* Source passage *
○ ○ ○
Question

Solution of the differential equation
$\frac{dx}{dy}-\frac{x\,log\,x}{1+log\,x}=\frac{e^{y}}{1+log\,x}$, if $y\left(1\right)=0$, is

• A. $x^{x}=e^{ye^y}$
• B. $e^{y}=x^{e^y}$
• C. $x^{x}=ye^{y}$
• D. none of these

Answer 1

Answer: (A)

The given equation can be written as,
$\left(1+log\,x\right) \frac{dx}{dy}-x\,log\,x=e^{y}$
Putting $x\,log\,x=t$
$\Rightarrow \left(1+log\,x\right)dx=dt$
$\therefore \frac{dt}{dy}-t=e^{y}$
Now, $I.F =e^{\int -1dy}=e^{-y}$
$\Rightarrow te^{-y}=\int e^{-y}\,e^{y}\,dy+C$
$\Rightarrow t=Ce^{y}+ye^{y}$
$\Rightarrow x\,log\,x=\left(C+y\right)e^{y}$,
Since, $y\left(1\right)=0$, then
$0=\left(C+0\right)1$
$\Rightarrow C=0$
$\therefore ye^{y}=x\,logx$
$\Rightarrow x^{x}=e^{ye^y}$
○ ○ ○
* Exercise input *
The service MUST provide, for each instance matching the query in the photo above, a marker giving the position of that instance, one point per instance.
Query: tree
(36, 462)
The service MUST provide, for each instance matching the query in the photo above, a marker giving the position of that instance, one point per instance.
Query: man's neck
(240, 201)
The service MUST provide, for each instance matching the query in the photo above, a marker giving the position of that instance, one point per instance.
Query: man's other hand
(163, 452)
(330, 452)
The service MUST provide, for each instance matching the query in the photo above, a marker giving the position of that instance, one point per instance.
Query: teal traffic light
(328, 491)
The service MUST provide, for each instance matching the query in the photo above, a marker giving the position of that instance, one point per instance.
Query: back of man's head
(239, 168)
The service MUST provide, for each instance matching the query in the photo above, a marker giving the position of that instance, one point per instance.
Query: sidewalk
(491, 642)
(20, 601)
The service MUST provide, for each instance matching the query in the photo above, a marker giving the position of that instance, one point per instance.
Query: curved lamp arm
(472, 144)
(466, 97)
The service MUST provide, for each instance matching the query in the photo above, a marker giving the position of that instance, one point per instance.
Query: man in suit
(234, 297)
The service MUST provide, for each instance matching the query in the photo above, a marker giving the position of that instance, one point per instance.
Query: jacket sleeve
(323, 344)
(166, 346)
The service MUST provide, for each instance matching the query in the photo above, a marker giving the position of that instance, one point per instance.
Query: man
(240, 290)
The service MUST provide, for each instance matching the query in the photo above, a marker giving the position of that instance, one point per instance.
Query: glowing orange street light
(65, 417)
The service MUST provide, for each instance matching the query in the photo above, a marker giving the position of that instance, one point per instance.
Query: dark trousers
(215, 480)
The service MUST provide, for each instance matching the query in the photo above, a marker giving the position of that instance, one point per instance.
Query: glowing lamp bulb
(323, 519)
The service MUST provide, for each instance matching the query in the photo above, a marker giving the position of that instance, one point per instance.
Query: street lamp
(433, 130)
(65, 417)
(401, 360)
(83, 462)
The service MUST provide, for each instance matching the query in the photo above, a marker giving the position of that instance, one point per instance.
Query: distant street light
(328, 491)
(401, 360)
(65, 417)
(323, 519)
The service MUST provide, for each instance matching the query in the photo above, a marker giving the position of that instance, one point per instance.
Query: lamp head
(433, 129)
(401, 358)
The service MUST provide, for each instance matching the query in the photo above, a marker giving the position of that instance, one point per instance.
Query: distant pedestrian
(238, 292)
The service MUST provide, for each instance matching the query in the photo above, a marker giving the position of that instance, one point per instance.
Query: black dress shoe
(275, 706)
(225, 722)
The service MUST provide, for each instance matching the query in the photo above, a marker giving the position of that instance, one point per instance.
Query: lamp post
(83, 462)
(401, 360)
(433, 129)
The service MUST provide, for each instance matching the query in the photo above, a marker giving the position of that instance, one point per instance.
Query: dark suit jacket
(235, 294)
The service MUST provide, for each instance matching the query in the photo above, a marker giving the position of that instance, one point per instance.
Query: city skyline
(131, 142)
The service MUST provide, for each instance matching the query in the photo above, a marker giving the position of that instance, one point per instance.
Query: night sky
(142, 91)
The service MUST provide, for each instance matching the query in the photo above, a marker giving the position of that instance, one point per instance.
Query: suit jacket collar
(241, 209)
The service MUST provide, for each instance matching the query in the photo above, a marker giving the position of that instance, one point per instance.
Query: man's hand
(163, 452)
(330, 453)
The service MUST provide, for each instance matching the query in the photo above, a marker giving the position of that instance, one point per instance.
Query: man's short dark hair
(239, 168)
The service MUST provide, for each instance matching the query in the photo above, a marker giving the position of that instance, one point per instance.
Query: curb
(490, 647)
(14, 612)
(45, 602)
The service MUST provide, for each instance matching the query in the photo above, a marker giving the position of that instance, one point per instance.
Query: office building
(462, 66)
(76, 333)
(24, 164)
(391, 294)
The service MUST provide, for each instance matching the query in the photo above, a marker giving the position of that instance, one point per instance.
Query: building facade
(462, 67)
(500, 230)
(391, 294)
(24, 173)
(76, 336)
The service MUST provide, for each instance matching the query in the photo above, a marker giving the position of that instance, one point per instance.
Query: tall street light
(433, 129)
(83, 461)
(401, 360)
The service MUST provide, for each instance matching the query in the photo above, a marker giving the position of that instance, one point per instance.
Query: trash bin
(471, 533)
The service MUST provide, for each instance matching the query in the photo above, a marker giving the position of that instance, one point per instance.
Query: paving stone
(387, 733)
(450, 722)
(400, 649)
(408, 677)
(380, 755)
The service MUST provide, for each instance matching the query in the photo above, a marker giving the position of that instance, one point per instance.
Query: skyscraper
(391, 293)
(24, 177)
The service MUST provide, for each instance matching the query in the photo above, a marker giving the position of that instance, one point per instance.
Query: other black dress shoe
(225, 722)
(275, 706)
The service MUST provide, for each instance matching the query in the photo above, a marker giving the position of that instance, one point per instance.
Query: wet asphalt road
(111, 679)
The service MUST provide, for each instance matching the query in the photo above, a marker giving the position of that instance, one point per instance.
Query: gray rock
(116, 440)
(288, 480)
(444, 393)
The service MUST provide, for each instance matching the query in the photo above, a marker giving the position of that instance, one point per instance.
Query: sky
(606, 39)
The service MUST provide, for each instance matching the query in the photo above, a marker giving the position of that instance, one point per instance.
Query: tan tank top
○ ○ ○
* Directions *
- 1) List the four answer options given in the differential equation passage.
- 2) Pick out each line of the records that contains the word "dress".

* Solutions per task *
- 1)
A. x^x = e^(ye^y)
B. e^y = x^(e^y)
C. x^x = ye^y
D. none of these

- 2)
Query: black dress shoe
Query: other black dress shoe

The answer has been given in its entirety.